> [SUPPLIED RECORDS]
[BEGIN]

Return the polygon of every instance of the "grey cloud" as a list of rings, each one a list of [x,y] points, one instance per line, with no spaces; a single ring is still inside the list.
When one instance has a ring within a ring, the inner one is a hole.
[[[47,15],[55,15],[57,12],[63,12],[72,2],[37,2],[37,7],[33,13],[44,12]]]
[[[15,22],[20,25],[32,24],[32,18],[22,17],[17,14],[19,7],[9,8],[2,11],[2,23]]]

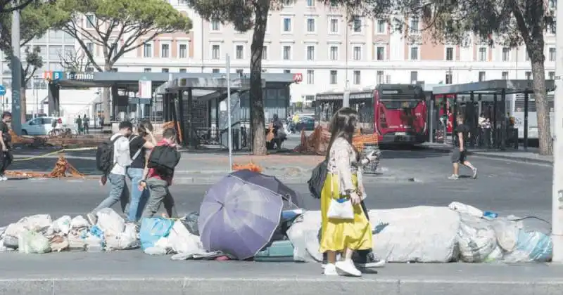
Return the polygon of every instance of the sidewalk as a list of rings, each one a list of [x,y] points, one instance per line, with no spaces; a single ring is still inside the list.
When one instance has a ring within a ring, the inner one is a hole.
[[[563,266],[392,263],[361,278],[325,277],[320,263],[172,261],[139,251],[0,254],[3,294],[553,294]]]
[[[424,143],[420,145],[420,146],[444,152],[449,152],[452,150],[452,146],[450,145],[442,143]],[[468,152],[469,155],[472,155],[492,159],[506,159],[527,163],[553,164],[553,157],[538,155],[537,148],[528,148],[527,151],[524,150],[524,148],[521,148],[519,150],[507,148],[506,150],[469,149]]]

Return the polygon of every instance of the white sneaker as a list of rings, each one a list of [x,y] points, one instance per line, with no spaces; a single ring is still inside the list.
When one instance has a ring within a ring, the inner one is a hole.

[END]

> [REQUIREMENTS] Rewrite all the lines of the rows above as a Markdown table with the columns "n" and "Line", numbering each line and skipping blank lines. Leave the pictures out of the answer.

> [REPLY]
| n | Line |
|---|---|
| 1 | Return the polygon of every instance of the "grey cloud" as a list of rings, each one a list of [x,y] points, one instance per line, with no spaces; a single ring is still inside the list. |
| 2 | When one instance has a ring within a ring, the inner one is a hole. |
| 3 | [[[47,15],[55,15],[57,12],[63,12],[72,2],[37,2],[37,7],[33,13],[44,12]]] |
| 4 | [[[15,22],[20,25],[32,24],[32,18],[22,17],[17,14],[19,7],[9,8],[2,11],[2,23]]] |
| 5 | Return the polygon of every instance of the sidewalk as a list of rings, each one a list of [x,y] points, one instance per line, with no spaces; a single ring is still inside the list. |
| 6 | When one instance has a ring within a ring, the inner one is a hole. |
| 7 | [[[563,266],[392,263],[361,278],[325,277],[320,263],[172,261],[139,251],[0,254],[3,294],[553,294]]] |
| 8 | [[[424,143],[420,145],[420,146],[444,152],[449,152],[452,150],[452,146],[450,145],[442,143]],[[468,152],[469,155],[472,155],[492,159],[506,159],[527,163],[553,164],[553,157],[538,155],[537,148],[528,148],[527,151],[524,150],[524,148],[521,148],[519,150],[507,148],[506,150],[469,149]]] |
| 9 | Return the polygon of every instance of the white sneaker as a list of rings, each one a list of [x,y] points, one instance per line, with no spaces; a single ring is still inside the list. |
| 10 | When one instance has a ring within a ring, the inner one is a hole. |